_What you need to do_.
Identify every line in the listing that contains the string "trim", matching case exactly, and copy each such line in full.

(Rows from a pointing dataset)
[BEGIN]

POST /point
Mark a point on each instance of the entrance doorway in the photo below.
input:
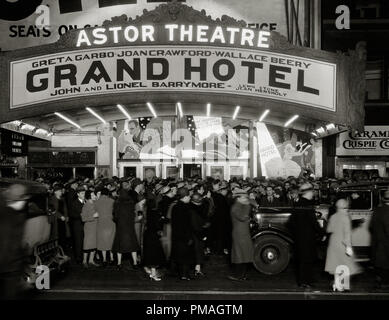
(130, 172)
(192, 170)
(85, 172)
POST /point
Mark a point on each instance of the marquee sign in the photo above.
(174, 68)
(175, 53)
(373, 141)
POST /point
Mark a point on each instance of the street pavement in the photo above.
(109, 283)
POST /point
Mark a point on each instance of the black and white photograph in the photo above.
(194, 150)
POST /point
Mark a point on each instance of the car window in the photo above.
(358, 200)
(380, 196)
(37, 205)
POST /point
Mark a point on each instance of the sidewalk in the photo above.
(103, 282)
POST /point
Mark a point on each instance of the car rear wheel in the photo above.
(271, 254)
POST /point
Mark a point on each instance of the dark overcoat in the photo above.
(182, 234)
(305, 230)
(153, 254)
(379, 228)
(199, 219)
(242, 245)
(124, 217)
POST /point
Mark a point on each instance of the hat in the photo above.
(58, 187)
(237, 192)
(16, 192)
(79, 189)
(165, 190)
(386, 196)
(341, 204)
(135, 182)
(182, 192)
(223, 185)
(180, 185)
(234, 185)
(306, 187)
(158, 187)
(197, 198)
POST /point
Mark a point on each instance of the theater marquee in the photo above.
(174, 68)
(175, 53)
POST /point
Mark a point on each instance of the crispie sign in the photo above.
(374, 140)
(112, 70)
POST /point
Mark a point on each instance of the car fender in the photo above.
(273, 232)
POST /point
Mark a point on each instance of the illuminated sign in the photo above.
(19, 20)
(374, 140)
(12, 143)
(174, 33)
(173, 68)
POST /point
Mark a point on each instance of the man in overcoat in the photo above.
(76, 225)
(305, 229)
(379, 228)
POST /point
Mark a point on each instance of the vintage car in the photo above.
(39, 240)
(273, 239)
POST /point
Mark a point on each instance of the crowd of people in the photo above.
(173, 224)
(160, 223)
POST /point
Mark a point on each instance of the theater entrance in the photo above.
(192, 170)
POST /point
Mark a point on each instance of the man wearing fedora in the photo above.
(379, 228)
(58, 206)
(12, 256)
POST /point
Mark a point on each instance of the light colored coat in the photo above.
(339, 226)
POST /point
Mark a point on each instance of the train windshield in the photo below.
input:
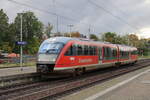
(51, 48)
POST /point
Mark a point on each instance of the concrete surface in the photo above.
(136, 89)
(17, 71)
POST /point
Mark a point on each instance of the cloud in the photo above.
(132, 15)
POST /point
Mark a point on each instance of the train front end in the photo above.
(48, 54)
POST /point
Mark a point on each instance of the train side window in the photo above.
(114, 52)
(69, 51)
(100, 53)
(86, 51)
(94, 50)
(107, 53)
(80, 50)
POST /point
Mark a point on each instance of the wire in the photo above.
(42, 10)
(117, 17)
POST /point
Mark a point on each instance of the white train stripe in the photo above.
(116, 86)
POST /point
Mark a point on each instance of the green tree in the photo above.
(32, 30)
(109, 37)
(3, 27)
(48, 29)
(94, 37)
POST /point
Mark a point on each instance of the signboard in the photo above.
(21, 42)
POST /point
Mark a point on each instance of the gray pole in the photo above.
(89, 31)
(21, 41)
(70, 28)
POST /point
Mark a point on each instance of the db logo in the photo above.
(72, 58)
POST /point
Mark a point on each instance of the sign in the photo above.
(21, 42)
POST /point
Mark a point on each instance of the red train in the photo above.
(64, 53)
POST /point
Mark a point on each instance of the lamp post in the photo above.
(70, 28)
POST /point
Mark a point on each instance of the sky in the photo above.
(98, 16)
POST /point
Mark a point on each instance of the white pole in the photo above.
(21, 41)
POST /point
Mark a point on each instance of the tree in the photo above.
(32, 30)
(109, 37)
(94, 37)
(48, 29)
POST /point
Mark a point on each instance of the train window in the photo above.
(135, 52)
(86, 51)
(91, 50)
(114, 53)
(80, 50)
(124, 54)
(107, 53)
(71, 51)
(94, 50)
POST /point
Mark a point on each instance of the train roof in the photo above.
(67, 39)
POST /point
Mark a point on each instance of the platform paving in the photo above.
(17, 71)
(134, 86)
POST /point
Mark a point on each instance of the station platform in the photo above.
(131, 86)
(17, 71)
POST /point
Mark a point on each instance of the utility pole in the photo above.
(21, 41)
(70, 28)
(89, 32)
(57, 21)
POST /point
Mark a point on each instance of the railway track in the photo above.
(49, 88)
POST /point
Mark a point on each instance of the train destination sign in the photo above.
(21, 42)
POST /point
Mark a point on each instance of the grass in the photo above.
(144, 56)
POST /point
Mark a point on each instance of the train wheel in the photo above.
(78, 71)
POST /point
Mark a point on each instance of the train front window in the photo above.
(51, 48)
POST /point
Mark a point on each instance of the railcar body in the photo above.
(64, 53)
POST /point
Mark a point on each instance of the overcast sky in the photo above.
(120, 16)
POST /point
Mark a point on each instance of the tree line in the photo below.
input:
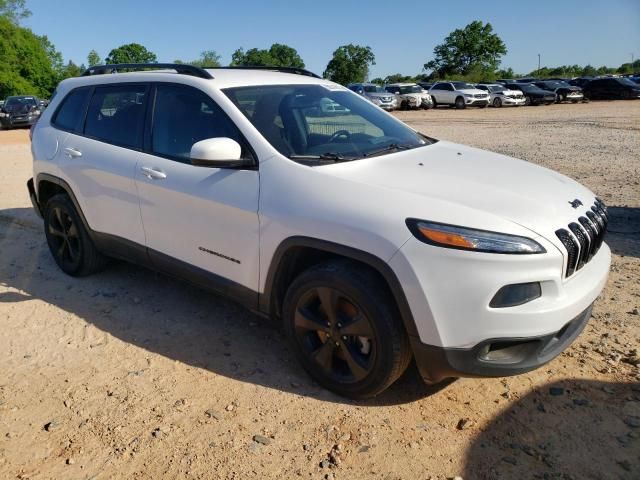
(30, 63)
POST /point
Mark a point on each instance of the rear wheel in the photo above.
(69, 242)
(345, 330)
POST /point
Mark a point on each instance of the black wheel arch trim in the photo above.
(268, 299)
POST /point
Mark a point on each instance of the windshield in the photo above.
(462, 86)
(410, 89)
(626, 81)
(322, 122)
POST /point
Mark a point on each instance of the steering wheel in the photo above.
(338, 134)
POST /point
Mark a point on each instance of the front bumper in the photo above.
(512, 101)
(498, 357)
(18, 121)
(476, 101)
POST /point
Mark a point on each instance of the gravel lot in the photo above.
(130, 374)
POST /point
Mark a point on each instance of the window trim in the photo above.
(83, 117)
(148, 130)
(139, 147)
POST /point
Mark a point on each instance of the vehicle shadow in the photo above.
(167, 316)
(623, 232)
(573, 429)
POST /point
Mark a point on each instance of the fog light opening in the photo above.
(516, 294)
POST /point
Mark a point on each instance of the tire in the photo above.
(69, 243)
(365, 348)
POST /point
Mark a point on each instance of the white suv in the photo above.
(458, 94)
(372, 244)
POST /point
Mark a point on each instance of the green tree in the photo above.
(278, 55)
(350, 64)
(474, 47)
(26, 61)
(131, 53)
(93, 59)
(71, 70)
(14, 10)
(208, 59)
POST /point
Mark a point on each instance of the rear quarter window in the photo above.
(70, 115)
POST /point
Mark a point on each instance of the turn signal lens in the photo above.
(445, 238)
(463, 238)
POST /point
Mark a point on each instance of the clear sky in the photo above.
(402, 34)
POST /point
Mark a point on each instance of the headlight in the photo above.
(462, 238)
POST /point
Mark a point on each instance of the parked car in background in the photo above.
(376, 95)
(580, 81)
(410, 95)
(611, 89)
(500, 95)
(458, 94)
(564, 92)
(19, 111)
(533, 95)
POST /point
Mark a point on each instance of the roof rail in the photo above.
(294, 70)
(180, 68)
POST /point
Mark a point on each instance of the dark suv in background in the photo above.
(19, 111)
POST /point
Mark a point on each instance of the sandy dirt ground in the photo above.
(130, 374)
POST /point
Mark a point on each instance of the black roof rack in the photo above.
(294, 70)
(180, 68)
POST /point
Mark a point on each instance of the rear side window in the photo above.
(116, 115)
(70, 115)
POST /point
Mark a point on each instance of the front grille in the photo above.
(582, 239)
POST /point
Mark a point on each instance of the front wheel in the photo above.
(68, 240)
(345, 329)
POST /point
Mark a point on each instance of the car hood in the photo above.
(485, 182)
(17, 109)
(473, 91)
(379, 94)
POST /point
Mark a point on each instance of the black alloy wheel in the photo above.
(345, 328)
(68, 240)
(64, 238)
(336, 334)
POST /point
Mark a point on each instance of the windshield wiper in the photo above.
(389, 148)
(328, 157)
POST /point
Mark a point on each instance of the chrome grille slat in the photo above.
(583, 238)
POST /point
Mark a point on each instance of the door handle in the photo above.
(153, 174)
(72, 152)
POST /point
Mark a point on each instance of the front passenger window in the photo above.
(182, 117)
(116, 115)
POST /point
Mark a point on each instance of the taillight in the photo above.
(31, 131)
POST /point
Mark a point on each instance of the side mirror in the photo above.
(217, 153)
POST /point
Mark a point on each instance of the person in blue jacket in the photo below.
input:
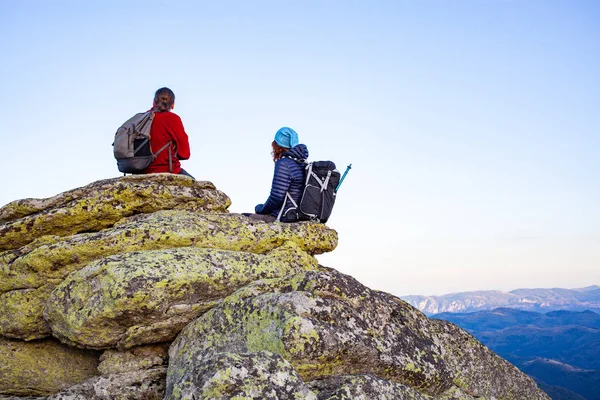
(288, 179)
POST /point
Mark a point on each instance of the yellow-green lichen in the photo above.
(42, 367)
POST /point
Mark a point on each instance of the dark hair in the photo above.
(277, 151)
(164, 98)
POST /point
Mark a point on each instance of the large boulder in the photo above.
(43, 367)
(102, 203)
(128, 264)
(326, 325)
(148, 297)
(30, 273)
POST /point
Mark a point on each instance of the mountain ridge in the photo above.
(537, 299)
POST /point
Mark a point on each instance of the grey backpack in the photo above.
(132, 144)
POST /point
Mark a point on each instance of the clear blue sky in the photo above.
(473, 126)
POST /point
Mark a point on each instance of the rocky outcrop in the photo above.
(43, 367)
(160, 292)
(155, 291)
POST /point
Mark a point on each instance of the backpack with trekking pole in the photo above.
(318, 196)
(131, 147)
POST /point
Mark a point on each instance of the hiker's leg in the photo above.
(184, 172)
(262, 217)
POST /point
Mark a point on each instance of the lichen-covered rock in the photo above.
(45, 262)
(52, 259)
(146, 384)
(260, 375)
(137, 358)
(325, 324)
(101, 204)
(478, 370)
(363, 387)
(328, 326)
(369, 387)
(21, 313)
(42, 367)
(148, 297)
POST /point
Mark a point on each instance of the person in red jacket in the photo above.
(167, 128)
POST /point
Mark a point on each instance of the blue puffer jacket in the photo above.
(288, 177)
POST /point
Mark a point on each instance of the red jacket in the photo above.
(167, 126)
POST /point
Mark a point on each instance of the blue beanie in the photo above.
(286, 137)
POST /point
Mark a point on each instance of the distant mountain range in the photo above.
(560, 349)
(539, 300)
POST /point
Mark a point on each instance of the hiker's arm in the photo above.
(279, 187)
(182, 145)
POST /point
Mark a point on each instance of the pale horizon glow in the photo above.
(473, 127)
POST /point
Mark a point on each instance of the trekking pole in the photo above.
(348, 168)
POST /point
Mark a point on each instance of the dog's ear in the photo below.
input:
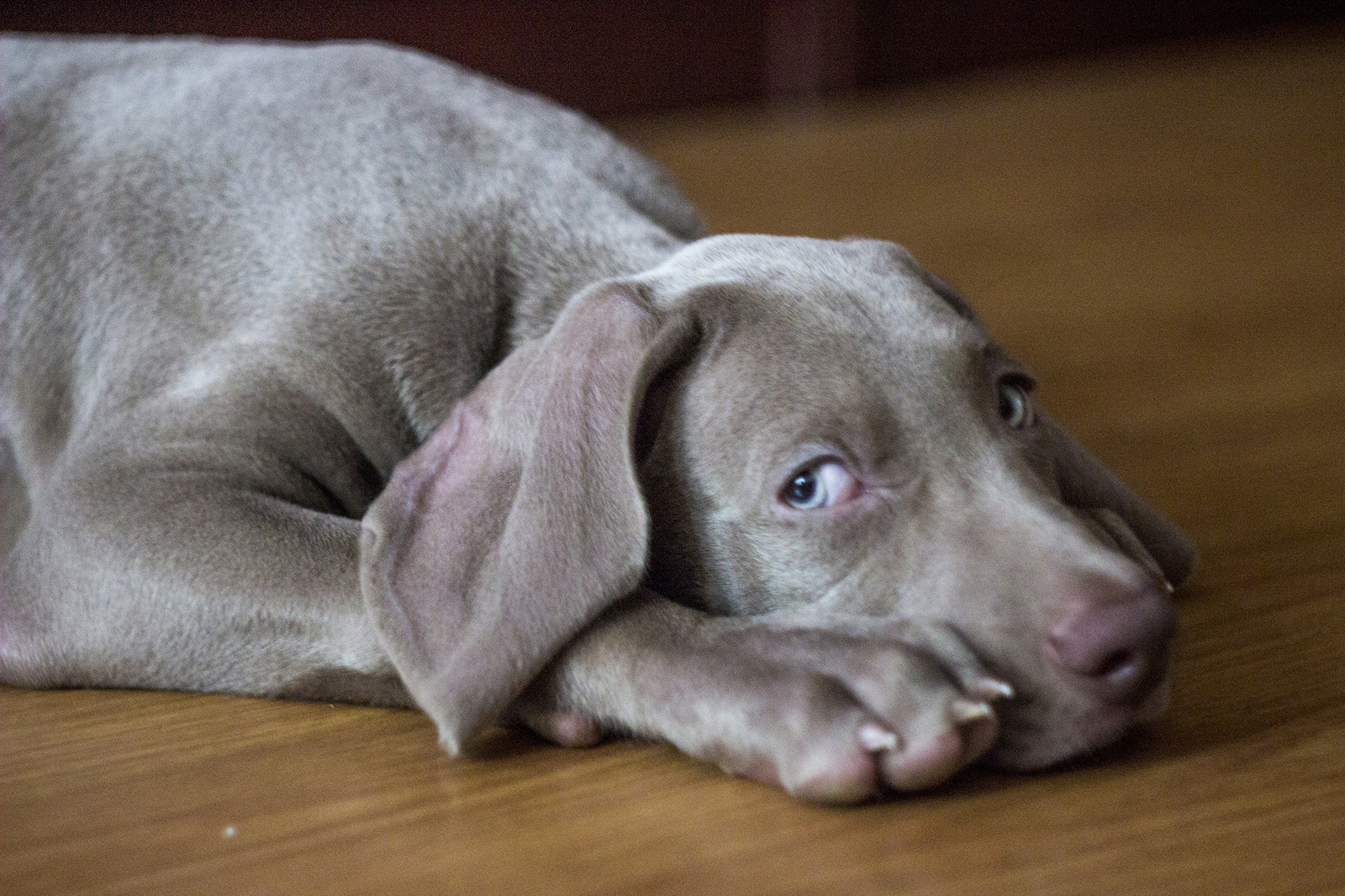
(521, 519)
(1087, 485)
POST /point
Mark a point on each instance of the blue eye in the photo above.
(1015, 407)
(820, 485)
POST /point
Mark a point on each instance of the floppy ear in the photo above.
(1087, 485)
(520, 519)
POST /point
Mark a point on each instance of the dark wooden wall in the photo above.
(611, 57)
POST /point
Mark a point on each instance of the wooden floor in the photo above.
(1163, 239)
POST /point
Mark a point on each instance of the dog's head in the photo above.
(847, 436)
(771, 423)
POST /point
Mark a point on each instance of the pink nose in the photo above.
(1120, 645)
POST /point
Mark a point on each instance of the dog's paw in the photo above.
(837, 710)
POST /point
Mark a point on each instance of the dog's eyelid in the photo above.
(1005, 367)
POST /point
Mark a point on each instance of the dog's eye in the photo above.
(1013, 405)
(820, 485)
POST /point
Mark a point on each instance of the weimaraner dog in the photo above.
(342, 373)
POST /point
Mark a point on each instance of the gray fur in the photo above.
(340, 372)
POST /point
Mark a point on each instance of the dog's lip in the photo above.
(1037, 732)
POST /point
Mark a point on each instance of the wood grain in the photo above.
(1163, 239)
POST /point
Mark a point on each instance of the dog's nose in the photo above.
(1118, 645)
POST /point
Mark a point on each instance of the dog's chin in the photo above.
(1037, 737)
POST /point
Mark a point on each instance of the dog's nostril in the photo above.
(1118, 646)
(1116, 665)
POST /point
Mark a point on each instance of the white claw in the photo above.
(878, 739)
(994, 689)
(965, 710)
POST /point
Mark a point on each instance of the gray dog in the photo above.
(342, 373)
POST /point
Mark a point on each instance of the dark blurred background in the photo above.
(616, 57)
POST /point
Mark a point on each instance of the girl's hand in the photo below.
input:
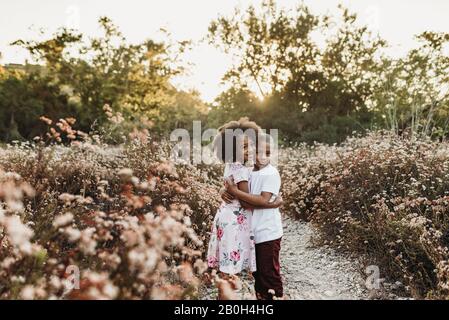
(230, 186)
(226, 196)
(278, 201)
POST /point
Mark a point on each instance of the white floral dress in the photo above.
(231, 247)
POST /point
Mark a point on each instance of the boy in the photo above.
(264, 185)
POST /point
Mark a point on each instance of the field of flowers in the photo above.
(382, 196)
(129, 224)
(125, 220)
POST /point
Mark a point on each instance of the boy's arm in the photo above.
(250, 200)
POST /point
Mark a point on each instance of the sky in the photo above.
(397, 21)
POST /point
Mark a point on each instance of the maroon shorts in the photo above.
(268, 274)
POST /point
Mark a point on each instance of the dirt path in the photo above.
(316, 272)
(310, 272)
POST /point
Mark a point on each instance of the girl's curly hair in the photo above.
(230, 132)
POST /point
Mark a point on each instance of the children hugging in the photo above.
(247, 229)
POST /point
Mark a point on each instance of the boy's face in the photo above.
(263, 154)
(246, 149)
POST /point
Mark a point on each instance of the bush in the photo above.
(382, 196)
(132, 222)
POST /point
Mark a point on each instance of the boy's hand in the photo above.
(278, 201)
(230, 186)
(226, 196)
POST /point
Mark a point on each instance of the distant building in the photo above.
(22, 67)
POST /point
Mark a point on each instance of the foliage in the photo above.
(381, 196)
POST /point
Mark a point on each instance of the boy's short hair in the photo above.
(229, 133)
(266, 139)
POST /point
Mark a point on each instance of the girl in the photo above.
(231, 247)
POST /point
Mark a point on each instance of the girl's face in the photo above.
(247, 149)
(263, 155)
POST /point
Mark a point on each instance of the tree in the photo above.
(305, 88)
(132, 79)
(414, 95)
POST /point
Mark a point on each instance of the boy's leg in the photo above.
(268, 275)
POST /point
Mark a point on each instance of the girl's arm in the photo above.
(241, 192)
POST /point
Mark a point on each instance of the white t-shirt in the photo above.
(267, 223)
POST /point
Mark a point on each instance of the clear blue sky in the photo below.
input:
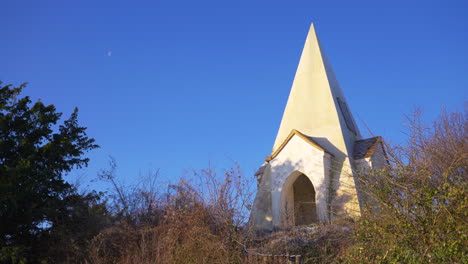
(177, 84)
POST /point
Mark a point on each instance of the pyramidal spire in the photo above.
(316, 105)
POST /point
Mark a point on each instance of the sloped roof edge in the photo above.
(294, 132)
(364, 148)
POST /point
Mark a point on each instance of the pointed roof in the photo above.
(307, 139)
(364, 148)
(316, 105)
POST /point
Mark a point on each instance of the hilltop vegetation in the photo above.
(415, 211)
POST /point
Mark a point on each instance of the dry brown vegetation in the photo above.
(415, 212)
(197, 221)
(417, 204)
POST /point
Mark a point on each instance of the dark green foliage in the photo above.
(35, 152)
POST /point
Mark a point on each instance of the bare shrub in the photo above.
(417, 207)
(198, 221)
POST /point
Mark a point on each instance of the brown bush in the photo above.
(417, 207)
(201, 222)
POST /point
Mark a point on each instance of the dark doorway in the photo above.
(305, 210)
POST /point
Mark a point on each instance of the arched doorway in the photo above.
(305, 210)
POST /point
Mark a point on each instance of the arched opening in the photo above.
(305, 210)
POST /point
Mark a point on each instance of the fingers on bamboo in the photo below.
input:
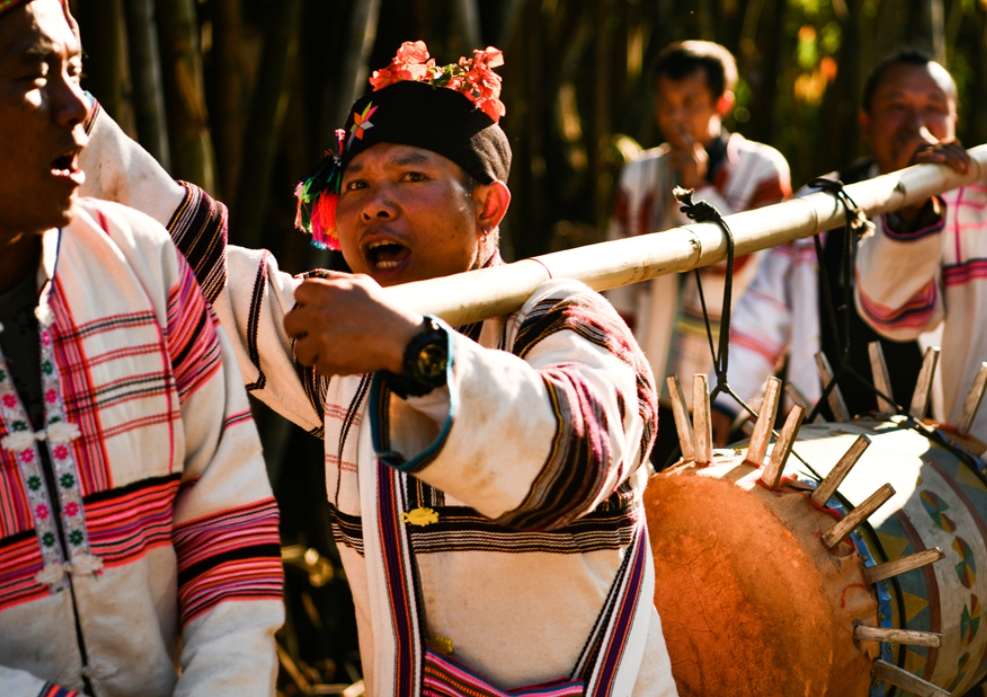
(889, 635)
(882, 378)
(783, 447)
(973, 399)
(683, 425)
(701, 424)
(923, 388)
(837, 404)
(765, 424)
(827, 487)
(873, 574)
(899, 677)
(858, 515)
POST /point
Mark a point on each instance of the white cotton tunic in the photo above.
(532, 460)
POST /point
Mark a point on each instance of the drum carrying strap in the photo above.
(604, 666)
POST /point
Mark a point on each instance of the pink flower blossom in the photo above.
(382, 78)
(412, 52)
(473, 77)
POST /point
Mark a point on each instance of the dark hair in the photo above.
(680, 60)
(903, 56)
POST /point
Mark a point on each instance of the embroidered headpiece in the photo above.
(459, 121)
(9, 5)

[END]

_Full solution_.
Mark a point on each instance of the black wheel arch trim in the photo above.
Mark a point on each instance of the window trim in the photo above.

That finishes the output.